* SET PROBLEM *
Please output everything from the start of the material down to the line containing "x=422, y=693", both ends included, as a JSON list of strings with one string per line. Leave out blank lines.

··········

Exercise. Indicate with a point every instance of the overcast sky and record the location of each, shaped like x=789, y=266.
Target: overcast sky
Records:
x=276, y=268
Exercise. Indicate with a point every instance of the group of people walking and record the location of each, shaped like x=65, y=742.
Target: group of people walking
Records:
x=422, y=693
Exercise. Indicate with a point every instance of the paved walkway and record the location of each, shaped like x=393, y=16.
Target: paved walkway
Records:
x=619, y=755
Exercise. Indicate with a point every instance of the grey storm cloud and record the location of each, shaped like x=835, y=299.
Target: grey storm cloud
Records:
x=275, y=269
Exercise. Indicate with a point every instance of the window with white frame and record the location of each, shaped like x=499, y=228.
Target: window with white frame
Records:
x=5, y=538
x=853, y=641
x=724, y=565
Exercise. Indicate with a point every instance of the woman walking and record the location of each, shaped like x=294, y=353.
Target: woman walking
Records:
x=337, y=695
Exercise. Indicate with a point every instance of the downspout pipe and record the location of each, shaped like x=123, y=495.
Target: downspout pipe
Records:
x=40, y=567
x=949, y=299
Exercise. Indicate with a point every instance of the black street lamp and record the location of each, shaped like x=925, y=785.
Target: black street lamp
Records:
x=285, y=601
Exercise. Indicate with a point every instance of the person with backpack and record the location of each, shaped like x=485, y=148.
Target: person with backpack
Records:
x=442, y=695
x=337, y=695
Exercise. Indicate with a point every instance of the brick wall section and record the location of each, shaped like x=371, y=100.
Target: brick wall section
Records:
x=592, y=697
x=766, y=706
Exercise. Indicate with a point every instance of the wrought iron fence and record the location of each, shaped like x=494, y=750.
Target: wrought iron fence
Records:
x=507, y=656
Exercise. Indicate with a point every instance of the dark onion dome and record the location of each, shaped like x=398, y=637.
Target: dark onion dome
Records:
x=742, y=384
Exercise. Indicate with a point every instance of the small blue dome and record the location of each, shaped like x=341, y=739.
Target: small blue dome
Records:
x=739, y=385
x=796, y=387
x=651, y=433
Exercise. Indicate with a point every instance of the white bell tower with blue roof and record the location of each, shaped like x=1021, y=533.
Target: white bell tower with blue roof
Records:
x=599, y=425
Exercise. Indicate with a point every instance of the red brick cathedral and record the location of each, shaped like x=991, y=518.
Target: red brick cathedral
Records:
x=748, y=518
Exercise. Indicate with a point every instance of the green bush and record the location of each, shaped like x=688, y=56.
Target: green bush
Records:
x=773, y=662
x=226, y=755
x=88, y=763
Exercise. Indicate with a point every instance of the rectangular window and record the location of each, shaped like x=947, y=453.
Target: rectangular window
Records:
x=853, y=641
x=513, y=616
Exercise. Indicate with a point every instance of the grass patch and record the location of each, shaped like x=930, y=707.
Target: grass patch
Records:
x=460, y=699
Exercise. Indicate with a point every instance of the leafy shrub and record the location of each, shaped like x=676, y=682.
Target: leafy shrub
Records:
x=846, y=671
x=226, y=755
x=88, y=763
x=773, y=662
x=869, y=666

··········

* EXERCISE RESPONSE *
[
  "Exercise. Indicate with a point every instance of the overcast sky and record the location of each, shaped like x=789, y=266.",
  "Target: overcast sky",
  "Records:",
  "x=276, y=268",
  "Exercise. Indicate with a point every instance of the group of people walking and record the location of each, shaped like x=65, y=742.",
  "Target: group of people walking",
  "Records:",
  "x=422, y=693"
]